**WHAT IS REQUIRED:** Decide whether each statement agrees with the article on chip manufacturing below. Answer yes or no for each and quote the words from the article that settle it. (a) The United States limited Huawei's ability to have its chip designs manufactured by TSMC. (b) Losing access to the foundries would set back U.S. defense and consumer electronics industries by at least ten years. (c) Members of both parties in Congress proposed $25 billion to help America's semiconductor industry.

**SOURCE DOCUMENT:**
# # # # # # #

The Chip Wars of the 21st Century
Controlling advanced chip manufacturing in the 21st century may well prove to be like controlling the oil supply in the 20th. The country that controls this manufacturing can throttle the military and economic power of others. The United States recently did this to China by limiting Huawei’s ability to outsource its in-house chip designs for manufacture by Taiwan Semiconductor Manufacturing Company (TSMC), a Taiwanese chip foundry. China may respond and escalate via one of its many agile strategic options short of war, perhaps succeeding in coercing the foundry to stop making chips for American companies. If negotiations fail, China might take drastic measures, turning the tables on the United States. On the more modest end of the spectrum, China might start some type of trade war with Taiwan to ensure access, following the playbook Beijing used to coerce Korea over Terminal High Altitude Area Defense (THAAD) or Australia over its recent decision to lead a call for investigating the origins of the novel coronavirus. On the more extreme end, these Taiwanese chip foundries might be subject to an aggressive campaign of sabotage. And even though observers of the region might downplay the risk, it is not impossible that this could be used as a part of a casus belli for China’s long-held desire to reunify by force. Such is the importance of chips in this era.
Either way, Washington should be worried. If the United States were to be deprived of access to these foundries, the U.S. defense and consumer electronics industries would be set back for at least five years. Moreover, because China is investing in its own chip foundries, it could become the world leader in technology for the next decade or more. That’s why it was encouraging to see Republicans and Democrats in the House and Senate propose $25 billion to help America’s semiconductor industry. But this should only be the start.

# # # # # # #

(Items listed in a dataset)
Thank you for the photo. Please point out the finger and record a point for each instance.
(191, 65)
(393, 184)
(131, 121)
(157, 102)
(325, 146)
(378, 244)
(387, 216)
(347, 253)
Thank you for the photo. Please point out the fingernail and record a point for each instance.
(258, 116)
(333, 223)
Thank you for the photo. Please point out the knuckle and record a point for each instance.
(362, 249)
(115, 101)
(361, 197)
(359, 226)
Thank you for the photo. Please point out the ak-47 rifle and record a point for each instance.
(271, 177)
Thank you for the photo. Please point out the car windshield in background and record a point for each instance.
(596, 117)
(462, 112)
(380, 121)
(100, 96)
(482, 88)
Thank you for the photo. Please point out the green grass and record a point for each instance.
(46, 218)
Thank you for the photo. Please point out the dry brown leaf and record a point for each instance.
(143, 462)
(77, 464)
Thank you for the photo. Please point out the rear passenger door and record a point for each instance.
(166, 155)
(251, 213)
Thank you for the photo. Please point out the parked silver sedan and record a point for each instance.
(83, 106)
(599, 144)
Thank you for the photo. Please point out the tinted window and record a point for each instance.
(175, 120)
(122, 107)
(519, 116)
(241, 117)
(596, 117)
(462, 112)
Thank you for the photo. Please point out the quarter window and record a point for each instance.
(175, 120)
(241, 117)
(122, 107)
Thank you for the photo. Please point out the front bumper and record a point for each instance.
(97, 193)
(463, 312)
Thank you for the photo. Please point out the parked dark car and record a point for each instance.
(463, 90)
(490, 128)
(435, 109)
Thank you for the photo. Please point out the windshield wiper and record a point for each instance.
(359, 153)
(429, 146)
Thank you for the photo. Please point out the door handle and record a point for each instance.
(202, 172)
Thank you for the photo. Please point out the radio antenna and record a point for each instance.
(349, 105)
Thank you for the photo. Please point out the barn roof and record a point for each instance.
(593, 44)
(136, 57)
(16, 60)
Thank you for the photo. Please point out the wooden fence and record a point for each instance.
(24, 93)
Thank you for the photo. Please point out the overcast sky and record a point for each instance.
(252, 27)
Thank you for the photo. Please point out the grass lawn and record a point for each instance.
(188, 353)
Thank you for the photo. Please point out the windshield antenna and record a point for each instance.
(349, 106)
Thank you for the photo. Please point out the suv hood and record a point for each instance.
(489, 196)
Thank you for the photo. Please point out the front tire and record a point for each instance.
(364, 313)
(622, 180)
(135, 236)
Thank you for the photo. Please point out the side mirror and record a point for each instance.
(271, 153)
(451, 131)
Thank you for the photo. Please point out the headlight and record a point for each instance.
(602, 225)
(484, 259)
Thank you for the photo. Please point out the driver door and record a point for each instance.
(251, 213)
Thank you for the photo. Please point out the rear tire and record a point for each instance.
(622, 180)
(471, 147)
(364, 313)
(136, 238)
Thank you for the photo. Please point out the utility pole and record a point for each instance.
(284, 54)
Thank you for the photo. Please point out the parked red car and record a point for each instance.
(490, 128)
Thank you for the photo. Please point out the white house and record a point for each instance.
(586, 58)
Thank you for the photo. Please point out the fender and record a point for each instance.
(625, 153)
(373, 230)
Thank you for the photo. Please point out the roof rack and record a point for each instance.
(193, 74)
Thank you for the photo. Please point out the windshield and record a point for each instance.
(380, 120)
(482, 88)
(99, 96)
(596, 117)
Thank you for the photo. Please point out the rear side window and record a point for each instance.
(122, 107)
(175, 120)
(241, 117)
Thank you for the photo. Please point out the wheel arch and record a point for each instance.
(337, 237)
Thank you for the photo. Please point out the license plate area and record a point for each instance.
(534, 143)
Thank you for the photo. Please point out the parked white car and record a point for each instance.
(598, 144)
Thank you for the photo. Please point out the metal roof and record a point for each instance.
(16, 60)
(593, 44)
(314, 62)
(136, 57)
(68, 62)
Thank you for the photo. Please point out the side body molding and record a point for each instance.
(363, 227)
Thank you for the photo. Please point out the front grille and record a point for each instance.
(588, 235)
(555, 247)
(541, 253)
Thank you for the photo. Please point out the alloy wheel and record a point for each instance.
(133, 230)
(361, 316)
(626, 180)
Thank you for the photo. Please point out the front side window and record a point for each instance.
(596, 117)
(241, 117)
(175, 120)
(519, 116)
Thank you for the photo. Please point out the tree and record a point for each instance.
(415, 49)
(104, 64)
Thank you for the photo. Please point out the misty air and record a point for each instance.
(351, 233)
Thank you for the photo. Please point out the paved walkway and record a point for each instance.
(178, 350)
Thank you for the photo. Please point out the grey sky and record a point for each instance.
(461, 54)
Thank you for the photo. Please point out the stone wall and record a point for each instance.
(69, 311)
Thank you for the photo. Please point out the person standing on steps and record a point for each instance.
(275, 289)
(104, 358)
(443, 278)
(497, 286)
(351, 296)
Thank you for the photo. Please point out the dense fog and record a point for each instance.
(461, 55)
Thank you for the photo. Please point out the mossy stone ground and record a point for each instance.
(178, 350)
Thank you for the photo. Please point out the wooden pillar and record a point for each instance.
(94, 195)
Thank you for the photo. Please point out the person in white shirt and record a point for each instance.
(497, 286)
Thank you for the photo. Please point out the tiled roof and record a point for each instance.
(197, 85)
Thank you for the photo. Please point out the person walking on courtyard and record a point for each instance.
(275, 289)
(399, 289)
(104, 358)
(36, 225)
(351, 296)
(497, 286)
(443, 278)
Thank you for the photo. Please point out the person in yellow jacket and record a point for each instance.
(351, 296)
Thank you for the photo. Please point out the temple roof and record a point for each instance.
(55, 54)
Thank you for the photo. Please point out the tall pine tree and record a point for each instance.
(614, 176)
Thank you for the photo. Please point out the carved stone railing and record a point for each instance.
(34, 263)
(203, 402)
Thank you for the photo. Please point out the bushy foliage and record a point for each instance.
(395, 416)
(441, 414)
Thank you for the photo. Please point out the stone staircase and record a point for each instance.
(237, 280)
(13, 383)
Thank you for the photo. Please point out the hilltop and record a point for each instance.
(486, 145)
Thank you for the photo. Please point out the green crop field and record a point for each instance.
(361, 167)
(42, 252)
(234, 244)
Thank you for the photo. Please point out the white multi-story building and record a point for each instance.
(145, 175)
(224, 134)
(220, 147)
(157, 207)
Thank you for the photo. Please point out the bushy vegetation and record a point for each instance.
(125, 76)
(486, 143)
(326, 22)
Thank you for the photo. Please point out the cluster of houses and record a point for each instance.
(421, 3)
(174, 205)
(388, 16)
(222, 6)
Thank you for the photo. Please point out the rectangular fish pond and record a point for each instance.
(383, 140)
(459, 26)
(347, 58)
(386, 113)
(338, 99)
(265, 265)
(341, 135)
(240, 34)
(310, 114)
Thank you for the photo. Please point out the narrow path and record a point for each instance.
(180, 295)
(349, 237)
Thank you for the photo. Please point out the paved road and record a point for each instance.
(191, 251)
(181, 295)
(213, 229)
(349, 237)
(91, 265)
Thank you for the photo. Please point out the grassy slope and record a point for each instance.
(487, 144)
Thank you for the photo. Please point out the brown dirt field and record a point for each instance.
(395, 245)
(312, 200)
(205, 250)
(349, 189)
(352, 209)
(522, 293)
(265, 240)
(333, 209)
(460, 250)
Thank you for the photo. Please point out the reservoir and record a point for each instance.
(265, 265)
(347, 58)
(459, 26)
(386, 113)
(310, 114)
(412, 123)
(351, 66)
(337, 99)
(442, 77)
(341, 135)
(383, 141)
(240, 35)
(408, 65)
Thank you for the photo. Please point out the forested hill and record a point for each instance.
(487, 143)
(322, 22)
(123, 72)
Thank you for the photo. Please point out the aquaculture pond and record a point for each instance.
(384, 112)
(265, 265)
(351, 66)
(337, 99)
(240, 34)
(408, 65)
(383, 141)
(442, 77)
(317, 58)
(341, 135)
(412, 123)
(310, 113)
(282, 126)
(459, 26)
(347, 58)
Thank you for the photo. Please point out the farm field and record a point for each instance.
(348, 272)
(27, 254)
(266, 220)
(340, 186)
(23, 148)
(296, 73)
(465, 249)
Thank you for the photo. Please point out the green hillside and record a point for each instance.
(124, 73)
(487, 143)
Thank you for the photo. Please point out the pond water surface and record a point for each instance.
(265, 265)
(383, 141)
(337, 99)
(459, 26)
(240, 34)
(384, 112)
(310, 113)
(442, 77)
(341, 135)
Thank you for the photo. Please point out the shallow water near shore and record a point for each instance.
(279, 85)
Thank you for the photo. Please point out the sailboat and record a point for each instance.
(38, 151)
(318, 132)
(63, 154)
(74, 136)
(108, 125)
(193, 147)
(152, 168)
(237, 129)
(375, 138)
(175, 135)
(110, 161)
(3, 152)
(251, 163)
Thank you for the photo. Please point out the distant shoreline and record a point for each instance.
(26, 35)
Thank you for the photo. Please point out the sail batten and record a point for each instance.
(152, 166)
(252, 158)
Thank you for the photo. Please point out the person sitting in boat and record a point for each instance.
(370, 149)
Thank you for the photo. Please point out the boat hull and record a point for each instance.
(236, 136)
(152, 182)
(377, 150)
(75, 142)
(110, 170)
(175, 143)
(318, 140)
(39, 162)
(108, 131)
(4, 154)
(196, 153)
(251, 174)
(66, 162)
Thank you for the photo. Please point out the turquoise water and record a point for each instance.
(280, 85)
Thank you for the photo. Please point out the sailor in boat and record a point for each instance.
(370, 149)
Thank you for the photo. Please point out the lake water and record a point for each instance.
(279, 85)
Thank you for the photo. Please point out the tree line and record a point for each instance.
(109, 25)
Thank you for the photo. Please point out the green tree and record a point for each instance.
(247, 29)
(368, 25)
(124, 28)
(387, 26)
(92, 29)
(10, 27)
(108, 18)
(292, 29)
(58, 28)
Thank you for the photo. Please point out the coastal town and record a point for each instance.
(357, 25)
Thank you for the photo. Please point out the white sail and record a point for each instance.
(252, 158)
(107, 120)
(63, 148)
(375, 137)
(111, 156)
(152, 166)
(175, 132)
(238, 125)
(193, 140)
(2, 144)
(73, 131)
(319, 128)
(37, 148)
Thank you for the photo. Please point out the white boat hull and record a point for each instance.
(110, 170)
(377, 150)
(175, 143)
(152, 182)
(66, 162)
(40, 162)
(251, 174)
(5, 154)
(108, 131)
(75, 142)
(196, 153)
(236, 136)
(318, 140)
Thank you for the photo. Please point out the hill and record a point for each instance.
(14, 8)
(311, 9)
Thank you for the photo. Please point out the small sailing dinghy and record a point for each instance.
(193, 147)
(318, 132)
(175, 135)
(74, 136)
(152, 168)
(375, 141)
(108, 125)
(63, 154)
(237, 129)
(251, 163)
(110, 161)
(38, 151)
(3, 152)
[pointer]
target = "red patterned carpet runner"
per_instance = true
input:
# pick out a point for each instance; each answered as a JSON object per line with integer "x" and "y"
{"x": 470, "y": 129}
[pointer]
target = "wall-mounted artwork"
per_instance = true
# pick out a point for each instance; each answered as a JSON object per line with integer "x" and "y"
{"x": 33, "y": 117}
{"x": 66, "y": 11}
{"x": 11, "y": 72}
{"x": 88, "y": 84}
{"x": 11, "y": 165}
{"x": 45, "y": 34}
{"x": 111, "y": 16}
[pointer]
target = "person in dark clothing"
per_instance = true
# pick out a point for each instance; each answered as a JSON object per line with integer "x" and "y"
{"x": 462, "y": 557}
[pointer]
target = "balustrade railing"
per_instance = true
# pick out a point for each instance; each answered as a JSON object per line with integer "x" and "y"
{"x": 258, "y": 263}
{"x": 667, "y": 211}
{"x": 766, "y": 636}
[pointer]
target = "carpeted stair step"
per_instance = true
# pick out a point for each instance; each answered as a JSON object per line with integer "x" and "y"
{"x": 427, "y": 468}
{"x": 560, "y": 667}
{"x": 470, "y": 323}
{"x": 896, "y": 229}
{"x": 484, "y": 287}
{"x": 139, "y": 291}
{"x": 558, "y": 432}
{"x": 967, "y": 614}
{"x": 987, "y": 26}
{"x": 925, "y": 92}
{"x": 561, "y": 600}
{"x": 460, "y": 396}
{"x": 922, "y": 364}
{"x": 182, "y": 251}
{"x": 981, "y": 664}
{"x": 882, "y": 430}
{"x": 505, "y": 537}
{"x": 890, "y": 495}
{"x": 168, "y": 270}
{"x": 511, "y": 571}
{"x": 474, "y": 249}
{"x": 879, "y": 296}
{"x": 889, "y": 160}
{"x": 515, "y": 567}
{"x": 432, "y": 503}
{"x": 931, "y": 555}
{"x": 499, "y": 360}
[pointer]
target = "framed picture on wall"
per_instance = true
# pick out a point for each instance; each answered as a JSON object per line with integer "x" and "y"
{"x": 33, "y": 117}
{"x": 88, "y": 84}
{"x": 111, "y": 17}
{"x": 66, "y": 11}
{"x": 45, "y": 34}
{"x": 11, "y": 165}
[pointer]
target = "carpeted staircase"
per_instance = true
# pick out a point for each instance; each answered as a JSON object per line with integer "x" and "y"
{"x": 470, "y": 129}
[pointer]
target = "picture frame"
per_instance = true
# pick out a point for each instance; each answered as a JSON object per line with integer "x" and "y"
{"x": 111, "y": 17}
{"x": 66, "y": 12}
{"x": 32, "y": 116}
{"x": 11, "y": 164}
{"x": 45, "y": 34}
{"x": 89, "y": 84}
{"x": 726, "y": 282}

# # # # # # #

**FINAL ANSWER:**
(a) Yes: "The United States recently did this to China by limiting Huawei’s ability to outsource its in-house chip designs for manufacture by Taiwan Semiconductor Manufacturing Company (TSMC)"
(b) No: "the U.S. defense and consumer electronics industries would be set back for at least five years"
(c) Yes: "Republicans and Democrats in the House and Senate propose $25 billion to help America’s semiconductor industry"